[Entries for bounding box labeling]
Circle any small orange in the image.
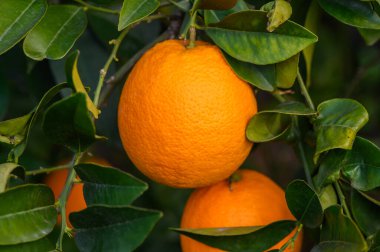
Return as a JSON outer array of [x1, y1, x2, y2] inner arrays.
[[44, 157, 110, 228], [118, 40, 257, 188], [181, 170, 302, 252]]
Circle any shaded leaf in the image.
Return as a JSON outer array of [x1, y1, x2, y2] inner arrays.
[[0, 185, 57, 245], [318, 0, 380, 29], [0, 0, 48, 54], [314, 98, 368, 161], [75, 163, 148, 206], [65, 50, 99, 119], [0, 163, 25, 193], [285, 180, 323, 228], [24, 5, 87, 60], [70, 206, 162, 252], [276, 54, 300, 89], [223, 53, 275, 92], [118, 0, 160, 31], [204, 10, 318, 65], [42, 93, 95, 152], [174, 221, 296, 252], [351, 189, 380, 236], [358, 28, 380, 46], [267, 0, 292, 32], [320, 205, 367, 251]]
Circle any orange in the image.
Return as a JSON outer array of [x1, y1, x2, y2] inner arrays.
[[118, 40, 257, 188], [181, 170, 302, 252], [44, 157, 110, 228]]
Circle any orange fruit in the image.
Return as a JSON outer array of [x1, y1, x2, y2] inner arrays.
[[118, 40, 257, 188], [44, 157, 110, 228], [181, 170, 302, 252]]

#### EXERCISE GOAL:
Duplicate every line of the records above word for word, omitting the pictures from your copy.

#### PROBLEM SOLUTION:
Circle any small orange in the image.
Return as a JSON outer array of [x1, y1, x2, y2] inner arrays.
[[44, 157, 110, 228], [118, 40, 257, 188], [181, 170, 302, 252]]
Circle any shaded leaf in the image.
Return as a JSON outer array of [x1, y1, x2, y2] inner arrays.
[[0, 185, 57, 245], [318, 0, 380, 29], [0, 0, 48, 54], [314, 98, 368, 161], [75, 163, 148, 206], [65, 50, 99, 119], [0, 163, 25, 193], [285, 180, 323, 228], [24, 5, 87, 60], [70, 206, 162, 252], [276, 54, 300, 89], [223, 53, 275, 92], [118, 0, 160, 31], [204, 10, 318, 65], [42, 93, 95, 152], [174, 221, 296, 252], [351, 189, 380, 236], [358, 28, 380, 46], [267, 0, 292, 32], [320, 205, 367, 251]]
Circle any orange in the image.
Return as a JSON outer array of [x1, y1, x2, y2] inner arrays.
[[118, 40, 257, 188], [181, 170, 302, 252], [44, 157, 110, 228]]
Circle any orange fruit in the image.
Return as a JSON outer array of [x1, y1, x2, y2] inner arrays.
[[118, 40, 257, 188], [44, 157, 110, 228], [181, 170, 302, 252]]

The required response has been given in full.